> WRITTEN PROBLEM
Please copy the records below from the line with "Tag each instance of the mixer" to the line with "<point>27,6</point>", requests included, and scale every point coordinate in the answers by 2.25, rounding to whole numbers with halves going up. Keep the requests and their sample points as they are.

---------- RECORD SET

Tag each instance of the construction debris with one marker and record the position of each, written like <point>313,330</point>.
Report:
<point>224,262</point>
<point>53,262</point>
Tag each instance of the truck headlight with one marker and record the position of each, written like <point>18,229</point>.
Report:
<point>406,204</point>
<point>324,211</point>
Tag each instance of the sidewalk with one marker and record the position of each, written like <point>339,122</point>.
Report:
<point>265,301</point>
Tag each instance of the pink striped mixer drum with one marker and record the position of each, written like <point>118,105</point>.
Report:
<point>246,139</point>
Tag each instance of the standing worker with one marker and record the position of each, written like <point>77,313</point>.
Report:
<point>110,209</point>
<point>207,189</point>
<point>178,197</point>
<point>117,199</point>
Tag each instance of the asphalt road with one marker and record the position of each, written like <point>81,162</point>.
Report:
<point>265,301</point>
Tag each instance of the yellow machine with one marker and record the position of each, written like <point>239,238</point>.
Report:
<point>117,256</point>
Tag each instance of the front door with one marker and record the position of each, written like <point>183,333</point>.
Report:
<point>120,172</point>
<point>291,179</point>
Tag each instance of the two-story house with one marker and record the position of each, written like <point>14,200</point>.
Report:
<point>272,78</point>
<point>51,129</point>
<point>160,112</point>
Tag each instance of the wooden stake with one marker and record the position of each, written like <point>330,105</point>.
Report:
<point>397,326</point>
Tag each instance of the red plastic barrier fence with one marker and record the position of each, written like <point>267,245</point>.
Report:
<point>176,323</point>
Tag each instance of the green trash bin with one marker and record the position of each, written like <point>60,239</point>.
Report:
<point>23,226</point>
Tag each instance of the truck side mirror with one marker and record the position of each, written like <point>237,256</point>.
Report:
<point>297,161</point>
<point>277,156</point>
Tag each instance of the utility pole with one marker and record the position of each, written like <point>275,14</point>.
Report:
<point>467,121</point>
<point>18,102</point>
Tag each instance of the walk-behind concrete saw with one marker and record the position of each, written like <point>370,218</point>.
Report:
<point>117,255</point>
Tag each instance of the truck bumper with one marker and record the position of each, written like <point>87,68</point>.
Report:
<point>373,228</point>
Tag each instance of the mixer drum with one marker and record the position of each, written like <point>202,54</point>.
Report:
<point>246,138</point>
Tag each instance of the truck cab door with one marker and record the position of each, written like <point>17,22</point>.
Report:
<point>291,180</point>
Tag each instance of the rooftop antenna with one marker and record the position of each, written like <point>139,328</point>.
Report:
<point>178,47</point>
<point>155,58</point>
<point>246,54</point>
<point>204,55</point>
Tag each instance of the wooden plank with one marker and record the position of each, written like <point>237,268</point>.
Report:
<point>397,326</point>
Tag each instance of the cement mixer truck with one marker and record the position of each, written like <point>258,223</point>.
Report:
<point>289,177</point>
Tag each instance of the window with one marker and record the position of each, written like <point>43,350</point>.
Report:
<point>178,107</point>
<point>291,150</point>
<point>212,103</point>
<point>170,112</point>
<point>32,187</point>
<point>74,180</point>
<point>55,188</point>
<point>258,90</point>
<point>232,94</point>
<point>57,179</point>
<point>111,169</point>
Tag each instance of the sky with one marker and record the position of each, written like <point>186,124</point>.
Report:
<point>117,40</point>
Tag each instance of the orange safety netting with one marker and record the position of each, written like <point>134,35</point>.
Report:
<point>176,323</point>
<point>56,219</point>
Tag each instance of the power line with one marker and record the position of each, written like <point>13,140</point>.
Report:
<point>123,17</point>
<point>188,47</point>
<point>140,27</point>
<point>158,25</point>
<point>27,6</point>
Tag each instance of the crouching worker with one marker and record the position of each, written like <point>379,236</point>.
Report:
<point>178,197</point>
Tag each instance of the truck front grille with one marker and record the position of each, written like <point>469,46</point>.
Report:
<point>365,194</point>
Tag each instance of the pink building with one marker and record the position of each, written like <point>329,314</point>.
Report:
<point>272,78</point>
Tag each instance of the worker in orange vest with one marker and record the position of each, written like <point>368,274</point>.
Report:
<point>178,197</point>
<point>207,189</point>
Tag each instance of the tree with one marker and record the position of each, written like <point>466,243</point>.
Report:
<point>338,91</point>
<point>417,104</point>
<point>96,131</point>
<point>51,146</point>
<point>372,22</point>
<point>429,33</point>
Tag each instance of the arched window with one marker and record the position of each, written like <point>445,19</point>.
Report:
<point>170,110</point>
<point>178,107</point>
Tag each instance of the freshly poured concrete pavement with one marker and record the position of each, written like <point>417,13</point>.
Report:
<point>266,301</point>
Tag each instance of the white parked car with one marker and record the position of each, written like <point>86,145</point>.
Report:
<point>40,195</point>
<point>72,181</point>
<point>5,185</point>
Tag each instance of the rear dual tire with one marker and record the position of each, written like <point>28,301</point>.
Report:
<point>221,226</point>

--------------------

> REPLY TO THE TASK
Tag each instance of the mixer drum with one marker and record the position of each, written like <point>202,54</point>.
Report:
<point>554,311</point>
Tag each instance of the truck cab door with one marker and record the position of each, written like <point>17,22</point>.
Report:
<point>655,405</point>
Tag each instance of the rooftop antenna with one marker and record the position of each, written like <point>139,328</point>.
Report:
<point>401,106</point>
<point>349,131</point>
<point>554,122</point>
<point>459,124</point>
Tag each instance of the wooden plank with one marker and record the position of each, written like <point>237,268</point>.
Report:
<point>893,734</point>
Tag each instance of the cement mixer truck with one marker and record the position of each, written like <point>258,223</point>.
Report:
<point>650,398</point>
Tag each instance of the window with one marker and record the position of each, written like <point>43,350</point>.
Report:
<point>401,241</point>
<point>655,338</point>
<point>477,232</point>
<point>383,252</point>
<point>72,421</point>
<point>167,405</point>
<point>124,423</point>
<point>581,203</point>
<point>522,212</point>
<point>128,403</point>
<point>250,380</point>
Tag each instance of the sky with one marker and record the position of each, written like <point>186,124</point>.
Report:
<point>263,90</point>
Tag each instance of the orange safety netting with one marker and record the position of each, written like <point>134,35</point>.
Report:
<point>396,727</point>
<point>126,493</point>
Tag each instance of the power line with one marker and record the position of each, written like <point>13,140</point>.
Report:
<point>277,38</point>
<point>423,106</point>
<point>315,61</point>
<point>356,56</point>
<point>61,14</point>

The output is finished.